Page excerpt section start
The next few months will bring two keenly awaited DVD releases of Wagner’s last opera, Parsifal: one led by Christian Thielemann, and the other last season's unforgettable Metropolitan Opera Parsifal directed by François Girard and conducted by Daniele Gatti (to be shown on PBS in coming weeks).
The English National Opera Guides and Cambridge Opera Handbooks series both include illuminating primers on this enigmatic work, but William Kinderman’s Wagner’s 'Parsifal' (OUP), the best of the bicentennial books that I have examined, surpasses them both. Elegantly written, drawing from cutting-edge scholarship and historical sources, Kinderman’s study probes the genesis, literary roots, music and afterlives of Parsifal along with its many contradictions, chief among them that a work centering on compassion and reconciliation was one from which Hitler drew inspiration.
Kinderman is too ready to see anti-Semitism in Parsifal primarily as a matter of “disastrous German reception history”; at one point he even floats the nonsensical idea of a “pure work of art.” To his credit, and in contrast to more starry-eyed Wagnerites, he does look squarely at Kundry’s disquieting demise, swept away by an A-minor undertow, and quotes another scholar to the effect that “there are good reasons for finding distasteful a redemption of woman which, to be blunt, first renders her dumb and then liquidates her.” I finished this insightful volume with dozens of flagged pages, a clutch of intriguing books and articles to track down, and the desire to turn back to the preface and dive right back in again.
Page excerpt section end
Translate this sentence from the passage on Wagner's Parsifal into French: "I finished this insightful volume with dozens of flagged pages, a clutch of intriguing books and articles to track down, and the desire to turn back to the preface and dive right back in again."
Records shown section start
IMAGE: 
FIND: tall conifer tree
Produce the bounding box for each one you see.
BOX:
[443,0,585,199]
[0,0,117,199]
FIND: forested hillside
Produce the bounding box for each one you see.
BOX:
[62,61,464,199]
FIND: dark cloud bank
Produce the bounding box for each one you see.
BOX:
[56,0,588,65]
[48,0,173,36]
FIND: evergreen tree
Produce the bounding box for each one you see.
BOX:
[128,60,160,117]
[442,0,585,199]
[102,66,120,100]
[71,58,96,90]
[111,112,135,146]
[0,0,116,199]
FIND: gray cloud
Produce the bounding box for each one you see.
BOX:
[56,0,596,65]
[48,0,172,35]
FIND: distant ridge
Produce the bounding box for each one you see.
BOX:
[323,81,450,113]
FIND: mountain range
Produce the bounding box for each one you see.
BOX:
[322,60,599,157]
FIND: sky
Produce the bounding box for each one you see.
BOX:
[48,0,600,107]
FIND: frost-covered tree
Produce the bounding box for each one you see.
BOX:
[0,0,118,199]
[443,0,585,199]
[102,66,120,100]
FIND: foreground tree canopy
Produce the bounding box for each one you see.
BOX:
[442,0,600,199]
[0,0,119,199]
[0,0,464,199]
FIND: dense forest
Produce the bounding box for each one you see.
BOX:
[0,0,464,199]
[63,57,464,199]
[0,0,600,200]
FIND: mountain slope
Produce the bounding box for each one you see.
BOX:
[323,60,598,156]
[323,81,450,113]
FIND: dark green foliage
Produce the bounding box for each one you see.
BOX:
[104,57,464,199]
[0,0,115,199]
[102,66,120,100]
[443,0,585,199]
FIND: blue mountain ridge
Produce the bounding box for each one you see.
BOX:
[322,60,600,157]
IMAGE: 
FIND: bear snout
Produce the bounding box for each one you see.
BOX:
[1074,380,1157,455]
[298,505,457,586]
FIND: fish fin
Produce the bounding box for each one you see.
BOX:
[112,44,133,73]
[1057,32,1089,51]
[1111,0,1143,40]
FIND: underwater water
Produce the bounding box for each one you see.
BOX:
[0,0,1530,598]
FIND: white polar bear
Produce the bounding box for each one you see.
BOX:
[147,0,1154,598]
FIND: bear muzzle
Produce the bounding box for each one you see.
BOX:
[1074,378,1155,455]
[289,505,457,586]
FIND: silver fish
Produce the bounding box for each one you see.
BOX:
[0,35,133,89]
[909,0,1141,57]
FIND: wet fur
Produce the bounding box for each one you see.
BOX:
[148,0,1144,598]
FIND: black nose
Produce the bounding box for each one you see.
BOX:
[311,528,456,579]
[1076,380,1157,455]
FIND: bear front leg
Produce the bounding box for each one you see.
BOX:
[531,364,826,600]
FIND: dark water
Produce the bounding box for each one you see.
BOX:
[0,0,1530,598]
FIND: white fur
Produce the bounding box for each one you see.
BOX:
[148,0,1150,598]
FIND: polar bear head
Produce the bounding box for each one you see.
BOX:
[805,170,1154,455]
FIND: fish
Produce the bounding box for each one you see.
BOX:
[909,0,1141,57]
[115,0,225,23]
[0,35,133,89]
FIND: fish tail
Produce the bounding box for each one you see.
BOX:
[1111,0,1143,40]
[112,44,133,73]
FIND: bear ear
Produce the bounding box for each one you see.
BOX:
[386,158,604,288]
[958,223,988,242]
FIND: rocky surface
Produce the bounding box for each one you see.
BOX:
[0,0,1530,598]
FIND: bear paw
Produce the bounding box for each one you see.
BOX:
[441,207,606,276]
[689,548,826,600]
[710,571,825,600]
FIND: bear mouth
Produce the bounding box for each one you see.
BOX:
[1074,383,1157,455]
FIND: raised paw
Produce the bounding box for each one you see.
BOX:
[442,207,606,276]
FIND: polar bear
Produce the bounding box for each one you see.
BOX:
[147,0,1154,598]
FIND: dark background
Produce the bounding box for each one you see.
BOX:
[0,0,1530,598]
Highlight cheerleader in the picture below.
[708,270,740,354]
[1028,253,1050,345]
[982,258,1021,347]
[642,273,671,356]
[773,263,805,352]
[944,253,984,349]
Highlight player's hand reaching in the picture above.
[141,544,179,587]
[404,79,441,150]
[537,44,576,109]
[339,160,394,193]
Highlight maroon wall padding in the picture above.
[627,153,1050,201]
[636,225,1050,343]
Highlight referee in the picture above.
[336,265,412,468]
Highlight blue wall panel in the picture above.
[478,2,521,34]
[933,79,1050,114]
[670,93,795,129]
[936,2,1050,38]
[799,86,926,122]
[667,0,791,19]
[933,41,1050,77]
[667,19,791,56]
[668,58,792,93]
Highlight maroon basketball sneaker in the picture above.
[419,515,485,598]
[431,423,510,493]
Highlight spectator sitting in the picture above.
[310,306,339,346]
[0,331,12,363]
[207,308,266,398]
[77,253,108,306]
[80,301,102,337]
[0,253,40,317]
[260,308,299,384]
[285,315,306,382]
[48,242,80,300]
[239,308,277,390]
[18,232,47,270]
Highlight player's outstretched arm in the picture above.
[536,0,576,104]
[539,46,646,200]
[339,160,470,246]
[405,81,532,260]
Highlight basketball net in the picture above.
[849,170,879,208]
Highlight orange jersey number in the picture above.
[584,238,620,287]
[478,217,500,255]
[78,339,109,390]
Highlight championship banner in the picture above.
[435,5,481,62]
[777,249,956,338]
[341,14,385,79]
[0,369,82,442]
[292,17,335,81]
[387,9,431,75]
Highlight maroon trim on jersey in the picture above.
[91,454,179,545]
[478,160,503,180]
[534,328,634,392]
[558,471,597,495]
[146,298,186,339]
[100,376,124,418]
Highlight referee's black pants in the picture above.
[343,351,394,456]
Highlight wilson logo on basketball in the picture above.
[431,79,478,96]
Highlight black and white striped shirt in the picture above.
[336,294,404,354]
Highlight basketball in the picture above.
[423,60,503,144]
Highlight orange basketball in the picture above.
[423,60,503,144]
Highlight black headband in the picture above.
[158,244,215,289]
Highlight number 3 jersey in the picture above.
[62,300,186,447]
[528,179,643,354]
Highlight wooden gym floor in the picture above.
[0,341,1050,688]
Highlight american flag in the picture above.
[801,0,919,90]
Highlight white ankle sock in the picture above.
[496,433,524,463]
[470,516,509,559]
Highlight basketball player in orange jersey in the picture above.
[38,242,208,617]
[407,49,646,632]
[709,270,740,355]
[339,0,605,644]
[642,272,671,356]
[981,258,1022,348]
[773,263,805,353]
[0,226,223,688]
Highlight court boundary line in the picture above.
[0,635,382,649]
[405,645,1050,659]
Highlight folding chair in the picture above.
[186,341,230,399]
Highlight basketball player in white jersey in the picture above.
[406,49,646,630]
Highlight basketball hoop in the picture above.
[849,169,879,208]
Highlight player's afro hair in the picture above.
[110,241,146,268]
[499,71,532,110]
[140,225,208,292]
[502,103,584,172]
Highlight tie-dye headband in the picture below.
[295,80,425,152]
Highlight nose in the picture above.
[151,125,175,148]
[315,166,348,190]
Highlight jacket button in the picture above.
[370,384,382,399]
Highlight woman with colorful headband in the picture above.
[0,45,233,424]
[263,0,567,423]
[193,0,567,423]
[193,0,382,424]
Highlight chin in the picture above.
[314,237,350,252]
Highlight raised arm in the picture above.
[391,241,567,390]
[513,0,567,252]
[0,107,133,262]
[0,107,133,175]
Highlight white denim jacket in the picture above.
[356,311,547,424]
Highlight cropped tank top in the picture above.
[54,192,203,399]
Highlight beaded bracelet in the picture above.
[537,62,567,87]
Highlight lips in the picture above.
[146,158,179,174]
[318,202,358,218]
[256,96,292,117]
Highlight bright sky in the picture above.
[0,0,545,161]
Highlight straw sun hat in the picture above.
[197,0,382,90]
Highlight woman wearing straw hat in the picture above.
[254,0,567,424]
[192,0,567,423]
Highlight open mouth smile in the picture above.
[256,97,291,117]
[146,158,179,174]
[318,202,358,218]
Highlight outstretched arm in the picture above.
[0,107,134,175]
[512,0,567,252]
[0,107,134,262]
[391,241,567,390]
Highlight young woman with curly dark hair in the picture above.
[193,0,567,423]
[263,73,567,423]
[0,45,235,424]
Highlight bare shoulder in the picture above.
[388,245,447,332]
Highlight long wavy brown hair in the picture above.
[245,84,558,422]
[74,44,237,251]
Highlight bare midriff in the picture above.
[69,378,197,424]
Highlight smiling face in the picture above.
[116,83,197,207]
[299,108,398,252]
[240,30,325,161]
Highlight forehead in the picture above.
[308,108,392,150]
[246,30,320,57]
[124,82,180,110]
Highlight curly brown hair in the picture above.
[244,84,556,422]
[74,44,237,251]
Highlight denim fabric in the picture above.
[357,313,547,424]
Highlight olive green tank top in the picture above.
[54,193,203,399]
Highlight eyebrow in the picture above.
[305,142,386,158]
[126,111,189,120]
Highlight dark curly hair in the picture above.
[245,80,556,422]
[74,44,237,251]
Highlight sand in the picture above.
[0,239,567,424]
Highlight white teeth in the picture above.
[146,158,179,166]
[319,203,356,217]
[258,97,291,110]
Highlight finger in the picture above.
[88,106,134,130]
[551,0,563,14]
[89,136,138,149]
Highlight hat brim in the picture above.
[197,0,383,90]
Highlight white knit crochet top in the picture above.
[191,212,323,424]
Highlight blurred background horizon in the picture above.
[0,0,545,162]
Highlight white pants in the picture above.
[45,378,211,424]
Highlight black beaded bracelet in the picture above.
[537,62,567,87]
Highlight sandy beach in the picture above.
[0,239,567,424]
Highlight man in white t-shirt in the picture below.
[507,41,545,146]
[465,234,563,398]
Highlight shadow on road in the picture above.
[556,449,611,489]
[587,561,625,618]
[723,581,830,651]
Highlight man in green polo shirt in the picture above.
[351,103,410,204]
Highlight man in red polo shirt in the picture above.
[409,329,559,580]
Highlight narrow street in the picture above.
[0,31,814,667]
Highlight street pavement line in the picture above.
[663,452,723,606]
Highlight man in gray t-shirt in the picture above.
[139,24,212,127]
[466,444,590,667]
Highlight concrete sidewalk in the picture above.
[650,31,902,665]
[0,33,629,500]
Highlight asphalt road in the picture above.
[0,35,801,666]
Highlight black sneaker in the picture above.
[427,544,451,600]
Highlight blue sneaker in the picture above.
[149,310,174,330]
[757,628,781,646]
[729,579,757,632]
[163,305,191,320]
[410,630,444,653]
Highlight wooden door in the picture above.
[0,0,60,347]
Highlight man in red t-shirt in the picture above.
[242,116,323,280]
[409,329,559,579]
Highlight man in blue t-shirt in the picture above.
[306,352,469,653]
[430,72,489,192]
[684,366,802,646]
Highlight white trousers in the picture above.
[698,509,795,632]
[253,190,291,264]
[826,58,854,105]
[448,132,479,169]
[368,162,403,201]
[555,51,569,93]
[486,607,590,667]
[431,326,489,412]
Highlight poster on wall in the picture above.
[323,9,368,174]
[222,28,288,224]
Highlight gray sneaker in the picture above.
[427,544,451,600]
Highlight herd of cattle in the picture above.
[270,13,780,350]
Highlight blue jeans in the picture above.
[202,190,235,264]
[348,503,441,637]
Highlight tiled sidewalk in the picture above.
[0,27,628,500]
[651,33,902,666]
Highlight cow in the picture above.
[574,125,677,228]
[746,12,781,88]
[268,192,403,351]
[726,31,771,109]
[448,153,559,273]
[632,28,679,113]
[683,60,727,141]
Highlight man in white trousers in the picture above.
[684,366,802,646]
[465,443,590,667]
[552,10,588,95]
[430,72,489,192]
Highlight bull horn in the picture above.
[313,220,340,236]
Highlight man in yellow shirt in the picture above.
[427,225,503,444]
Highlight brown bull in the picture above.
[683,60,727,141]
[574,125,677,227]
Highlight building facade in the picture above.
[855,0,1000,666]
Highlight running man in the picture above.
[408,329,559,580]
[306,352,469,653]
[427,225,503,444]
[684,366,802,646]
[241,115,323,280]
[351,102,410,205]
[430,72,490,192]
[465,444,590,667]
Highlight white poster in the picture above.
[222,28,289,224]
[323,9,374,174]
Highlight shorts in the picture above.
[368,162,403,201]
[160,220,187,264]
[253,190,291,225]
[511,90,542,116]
Records shown section end
**Reply to the task**
J'ai terminé ce volume perspicace avec des dizaines de pages marquées, une poignée de livres et d'articles intrigants à dénicher, et l'envie de revenir à la préface pour m'y replonger aussitôt.